*Text segment*:

# U1000 Error on an X-Trail



## Tipit008 (Jul 13, 2018)

Hello:

Symptoms:
When I try to start the engine, it turns, but there are no dash lights on and the engine does not start.
A few minutes later, all is back to normal, dash lights up and engine starts. 
"Service engine soon" lights.
Checked with OBD2 and I get "U1000" code.

I've googled it and found a lot of info on all other Nissan models but nothing on the X-Trail.
Do any of you have specific info on the U1000 error code and the X-Trail ???
Is there a TSB for this error code and the X-Trail ??

Thanks.

Marc


----------



## quadraria10 (Jul 6, 2010)

https://www.obd-codes.com/u1000

Seems to be an ECM communication error. You may want to check the connectors for corrosion, but I have never really heard of that issue before. Any other codes?
And by the way, did you ever get your oil cooler leak fixed?


----------



## quadraria10 (Jul 6, 2010)

Not to be a quibbler but seriously grcauto??? You have less posts than he does. He has a Canadian Nissan X trail model, and did post it in the proper section.
PS Welcome to the forum, but at least do as you preach and fill out your own info.


----------



## Tipit008 (Jul 13, 2018)

quadraria10 said:


> https://www.obd-codes.com/u1000
> 
> Seems to be an ECM communication error. You may want to check the connectors for corrosion, but I have never really heard of that issue before. Any other codes?
> And by the way, did you ever get your oil cooler leak fixed?


Thanks Quadraria, I had actually found that page and read it.
Was just wondering about X-Trail specific info.

I've since looked at the Service Manual you gave me and I've found some helpful information. I'll try to access the ECM and connectors and make sure they're good.

*Listed entries*:

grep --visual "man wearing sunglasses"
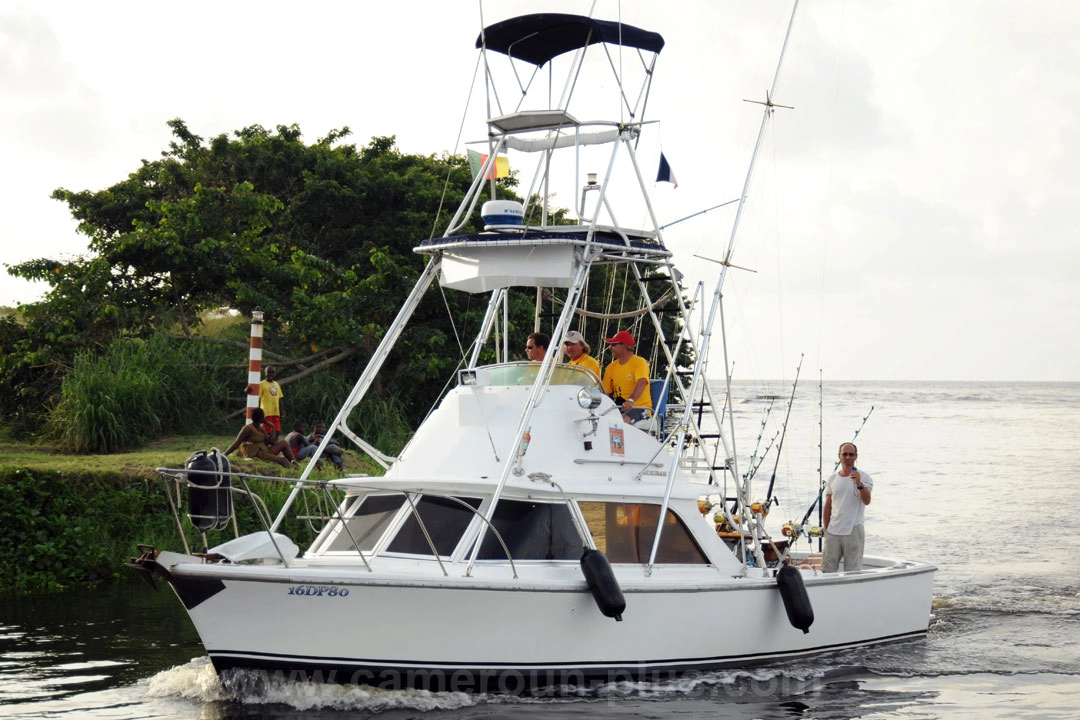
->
[821,443,874,572]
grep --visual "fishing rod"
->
[765,353,806,505]
[810,368,825,553]
[798,405,874,527]
[660,198,739,230]
[745,399,775,480]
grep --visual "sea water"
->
[0,382,1080,720]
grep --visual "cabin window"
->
[578,502,708,565]
[326,494,405,552]
[477,500,584,560]
[387,495,480,556]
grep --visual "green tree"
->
[0,120,514,436]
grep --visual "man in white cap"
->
[563,330,600,380]
[604,330,652,422]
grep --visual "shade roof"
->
[476,13,664,65]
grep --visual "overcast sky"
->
[0,0,1080,381]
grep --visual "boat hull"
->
[154,563,934,693]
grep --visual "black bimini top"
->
[476,13,664,66]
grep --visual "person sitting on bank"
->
[563,330,600,380]
[525,332,551,363]
[225,408,298,467]
[821,443,874,572]
[285,421,319,460]
[604,330,652,423]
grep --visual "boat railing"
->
[157,467,517,580]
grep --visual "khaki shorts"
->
[821,525,866,572]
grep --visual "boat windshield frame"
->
[458,361,603,391]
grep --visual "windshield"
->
[460,363,599,388]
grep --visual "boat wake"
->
[140,657,828,712]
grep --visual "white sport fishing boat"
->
[132,7,935,692]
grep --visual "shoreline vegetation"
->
[0,434,376,594]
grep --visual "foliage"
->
[0,120,514,436]
[0,470,345,593]
[0,471,175,592]
[52,335,234,452]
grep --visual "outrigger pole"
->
[765,355,802,505]
[646,0,799,573]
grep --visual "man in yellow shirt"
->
[259,365,285,433]
[563,330,600,380]
[604,330,652,423]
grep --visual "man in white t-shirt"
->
[821,443,874,572]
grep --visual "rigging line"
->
[660,198,739,230]
[765,355,805,505]
[543,289,673,320]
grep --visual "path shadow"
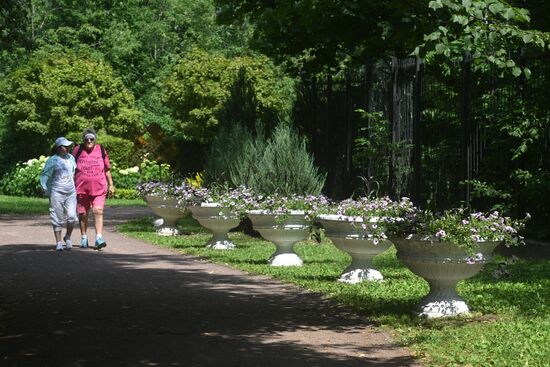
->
[0,244,414,367]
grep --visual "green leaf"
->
[502,8,516,20]
[489,3,504,14]
[428,0,443,10]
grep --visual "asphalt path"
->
[0,207,420,367]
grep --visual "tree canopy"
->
[0,50,142,167]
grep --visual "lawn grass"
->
[0,195,145,214]
[119,218,550,367]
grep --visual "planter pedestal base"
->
[248,211,309,266]
[268,253,303,266]
[189,207,240,250]
[206,234,235,250]
[394,237,498,318]
[338,266,384,284]
[416,283,470,318]
[319,215,391,284]
[157,224,181,236]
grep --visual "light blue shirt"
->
[40,153,76,195]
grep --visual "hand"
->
[108,185,115,198]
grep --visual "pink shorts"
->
[76,193,107,214]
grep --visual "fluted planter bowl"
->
[392,236,499,318]
[144,195,189,236]
[188,203,241,250]
[318,214,391,284]
[247,210,309,266]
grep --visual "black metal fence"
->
[295,55,550,217]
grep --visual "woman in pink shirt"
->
[73,129,115,250]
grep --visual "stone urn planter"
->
[318,214,391,284]
[247,210,309,266]
[392,236,500,318]
[188,203,241,250]
[144,195,189,236]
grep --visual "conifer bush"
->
[205,123,326,195]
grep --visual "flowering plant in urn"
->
[319,197,415,283]
[136,181,193,236]
[251,193,331,225]
[193,185,256,218]
[185,186,253,250]
[247,194,329,266]
[390,209,530,262]
[325,196,417,245]
[391,209,528,317]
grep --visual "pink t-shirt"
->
[73,144,111,196]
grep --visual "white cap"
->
[55,136,73,148]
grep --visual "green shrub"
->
[0,48,143,168]
[0,155,48,196]
[204,124,267,187]
[205,123,326,195]
[251,123,326,195]
[163,49,295,143]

*Questions on the material*:
1/ Answer these about the U1000 thread:
(a) What code did the OBD2 check return?
(b) What does quadraria10 suggest checking for corrosion?
(c) What did Tipit008 look at afterward and find helpful information in?
2/ Recast the U1000 thread's paragraph beginning "Symptoms:" as a brief list that keeps its main facts.
3/ Retype the part of the U1000 thread that begins at the words "A few minutes" and stops after "on the X-Trail.".
Work from the U1000 thread alone, not the listing.

*Exercise results*:
1/
(a) U1000
(b) The connectors
(c) The Service Manual that quadraria10 had given

2/
- On a start attempt, the engine turns, but the dash lights stay off and the engine doesn't start.
- A few minutes later, everything is normal: the dash lights up and the engine starts.
- The "Service engine soon" light comes on.
- An OBD2 check gives code U1000.

3/
A few minutes later, all is back to normal, dash lights up and engine starts. 
"Service engine soon" lights.
Checked with OBD2 and I get "U1000" code.

I've googled it and found a lot of info on all other Nissan models but nothing on the X-Trail.